◆ **Record extracts**:
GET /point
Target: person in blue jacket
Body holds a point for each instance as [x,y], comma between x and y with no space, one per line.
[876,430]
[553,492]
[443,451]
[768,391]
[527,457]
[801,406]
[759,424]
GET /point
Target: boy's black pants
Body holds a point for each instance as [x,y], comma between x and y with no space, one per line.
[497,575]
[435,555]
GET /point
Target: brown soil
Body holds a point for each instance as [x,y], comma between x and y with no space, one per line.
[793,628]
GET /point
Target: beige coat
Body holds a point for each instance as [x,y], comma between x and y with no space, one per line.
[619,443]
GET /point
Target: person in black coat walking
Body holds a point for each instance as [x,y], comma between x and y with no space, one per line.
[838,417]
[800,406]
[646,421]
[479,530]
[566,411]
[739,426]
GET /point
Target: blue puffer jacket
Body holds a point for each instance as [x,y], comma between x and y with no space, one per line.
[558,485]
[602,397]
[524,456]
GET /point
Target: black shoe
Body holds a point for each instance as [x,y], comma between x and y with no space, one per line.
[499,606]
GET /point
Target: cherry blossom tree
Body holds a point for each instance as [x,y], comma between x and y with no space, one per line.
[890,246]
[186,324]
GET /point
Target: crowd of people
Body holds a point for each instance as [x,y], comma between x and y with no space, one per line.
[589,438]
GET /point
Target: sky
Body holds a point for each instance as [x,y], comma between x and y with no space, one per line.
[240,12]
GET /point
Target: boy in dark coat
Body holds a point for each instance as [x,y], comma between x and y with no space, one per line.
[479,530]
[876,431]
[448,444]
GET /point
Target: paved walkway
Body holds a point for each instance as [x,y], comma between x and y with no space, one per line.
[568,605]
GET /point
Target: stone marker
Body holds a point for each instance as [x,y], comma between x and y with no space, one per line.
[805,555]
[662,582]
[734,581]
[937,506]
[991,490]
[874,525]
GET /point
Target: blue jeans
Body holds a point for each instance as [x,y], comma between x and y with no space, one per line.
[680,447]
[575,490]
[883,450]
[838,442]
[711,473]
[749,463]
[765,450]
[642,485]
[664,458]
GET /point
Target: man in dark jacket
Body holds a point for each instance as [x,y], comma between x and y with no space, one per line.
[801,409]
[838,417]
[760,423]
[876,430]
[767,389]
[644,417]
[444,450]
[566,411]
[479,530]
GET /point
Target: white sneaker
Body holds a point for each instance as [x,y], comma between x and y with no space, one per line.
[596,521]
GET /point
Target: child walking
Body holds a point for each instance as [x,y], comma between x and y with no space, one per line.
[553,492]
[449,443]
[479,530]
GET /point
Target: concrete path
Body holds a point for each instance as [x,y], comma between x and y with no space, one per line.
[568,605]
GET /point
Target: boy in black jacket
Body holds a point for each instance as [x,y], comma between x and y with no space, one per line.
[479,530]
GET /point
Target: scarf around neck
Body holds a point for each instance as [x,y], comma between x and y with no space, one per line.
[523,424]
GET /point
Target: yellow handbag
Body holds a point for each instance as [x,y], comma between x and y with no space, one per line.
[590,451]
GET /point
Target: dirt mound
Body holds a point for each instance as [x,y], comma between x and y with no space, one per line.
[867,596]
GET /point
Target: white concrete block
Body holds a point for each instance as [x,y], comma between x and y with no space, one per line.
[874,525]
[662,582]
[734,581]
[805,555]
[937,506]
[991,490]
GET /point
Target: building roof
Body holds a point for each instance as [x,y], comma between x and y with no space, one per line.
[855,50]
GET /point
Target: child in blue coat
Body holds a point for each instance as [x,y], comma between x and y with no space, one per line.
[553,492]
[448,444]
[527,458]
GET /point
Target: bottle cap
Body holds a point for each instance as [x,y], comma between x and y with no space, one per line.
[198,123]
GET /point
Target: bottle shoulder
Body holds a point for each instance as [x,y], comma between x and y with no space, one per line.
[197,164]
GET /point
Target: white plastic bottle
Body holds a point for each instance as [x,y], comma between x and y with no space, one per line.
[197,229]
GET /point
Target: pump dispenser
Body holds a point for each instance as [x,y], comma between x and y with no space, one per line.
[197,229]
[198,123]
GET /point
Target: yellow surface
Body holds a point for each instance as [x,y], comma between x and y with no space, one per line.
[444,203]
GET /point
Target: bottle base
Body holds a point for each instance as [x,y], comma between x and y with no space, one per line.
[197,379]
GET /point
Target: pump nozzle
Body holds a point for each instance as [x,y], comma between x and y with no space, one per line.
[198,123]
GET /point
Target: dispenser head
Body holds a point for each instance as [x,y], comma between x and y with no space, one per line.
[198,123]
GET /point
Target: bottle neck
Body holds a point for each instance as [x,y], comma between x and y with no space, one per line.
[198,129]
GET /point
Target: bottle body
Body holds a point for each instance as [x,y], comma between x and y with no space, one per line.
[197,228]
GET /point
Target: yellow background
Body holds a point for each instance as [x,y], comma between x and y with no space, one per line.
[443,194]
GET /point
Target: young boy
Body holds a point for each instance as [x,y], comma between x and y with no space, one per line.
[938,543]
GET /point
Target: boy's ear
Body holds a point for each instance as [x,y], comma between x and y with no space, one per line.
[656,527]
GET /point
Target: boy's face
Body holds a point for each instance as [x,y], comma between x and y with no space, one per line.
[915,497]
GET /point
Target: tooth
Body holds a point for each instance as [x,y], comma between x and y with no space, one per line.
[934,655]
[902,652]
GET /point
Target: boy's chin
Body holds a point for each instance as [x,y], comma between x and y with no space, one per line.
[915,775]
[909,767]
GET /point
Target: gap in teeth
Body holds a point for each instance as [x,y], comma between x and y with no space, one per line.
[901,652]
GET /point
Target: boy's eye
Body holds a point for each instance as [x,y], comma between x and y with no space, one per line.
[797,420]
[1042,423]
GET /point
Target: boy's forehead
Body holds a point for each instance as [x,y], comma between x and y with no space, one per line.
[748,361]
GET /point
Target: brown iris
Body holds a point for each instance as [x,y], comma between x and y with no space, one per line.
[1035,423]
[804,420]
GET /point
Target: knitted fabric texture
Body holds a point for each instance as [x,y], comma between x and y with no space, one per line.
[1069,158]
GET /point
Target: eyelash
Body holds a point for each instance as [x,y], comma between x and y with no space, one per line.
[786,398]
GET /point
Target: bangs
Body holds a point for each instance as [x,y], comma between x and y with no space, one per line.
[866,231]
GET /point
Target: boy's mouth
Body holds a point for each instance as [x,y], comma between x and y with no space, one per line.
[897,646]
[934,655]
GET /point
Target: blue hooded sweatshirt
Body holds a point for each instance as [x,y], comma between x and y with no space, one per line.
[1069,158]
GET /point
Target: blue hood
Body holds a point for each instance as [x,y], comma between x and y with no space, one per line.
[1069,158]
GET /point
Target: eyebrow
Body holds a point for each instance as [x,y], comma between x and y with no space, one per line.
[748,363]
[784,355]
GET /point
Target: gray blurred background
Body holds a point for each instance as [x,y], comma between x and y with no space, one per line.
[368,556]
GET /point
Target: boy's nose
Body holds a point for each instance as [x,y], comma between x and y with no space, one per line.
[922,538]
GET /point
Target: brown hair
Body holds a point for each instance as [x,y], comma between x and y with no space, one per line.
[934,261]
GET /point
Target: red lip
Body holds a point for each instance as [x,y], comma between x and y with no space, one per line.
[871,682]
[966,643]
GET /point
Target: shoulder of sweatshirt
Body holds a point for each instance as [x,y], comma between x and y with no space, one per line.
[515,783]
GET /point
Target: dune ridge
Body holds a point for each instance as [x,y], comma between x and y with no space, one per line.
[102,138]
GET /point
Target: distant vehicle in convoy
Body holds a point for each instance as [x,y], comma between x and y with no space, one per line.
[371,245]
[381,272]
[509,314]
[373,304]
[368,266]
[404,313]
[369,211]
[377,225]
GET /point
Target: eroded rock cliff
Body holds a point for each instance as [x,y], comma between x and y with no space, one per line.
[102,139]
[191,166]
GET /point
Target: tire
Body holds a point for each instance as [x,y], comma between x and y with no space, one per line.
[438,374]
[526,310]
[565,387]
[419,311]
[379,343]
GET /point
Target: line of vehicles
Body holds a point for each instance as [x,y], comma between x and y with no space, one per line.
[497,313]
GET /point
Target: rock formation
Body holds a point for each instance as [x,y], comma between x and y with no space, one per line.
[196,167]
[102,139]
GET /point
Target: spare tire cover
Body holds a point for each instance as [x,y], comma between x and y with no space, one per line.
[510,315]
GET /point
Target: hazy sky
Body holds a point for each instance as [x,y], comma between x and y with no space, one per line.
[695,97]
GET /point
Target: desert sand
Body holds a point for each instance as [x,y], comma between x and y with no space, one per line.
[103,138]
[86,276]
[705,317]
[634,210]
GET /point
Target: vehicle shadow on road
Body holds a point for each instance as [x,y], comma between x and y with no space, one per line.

◆ **Problem to work on**: Go through the entries and count the lines where the word "neck" appears; give only the count.

◆ **Task result**: 2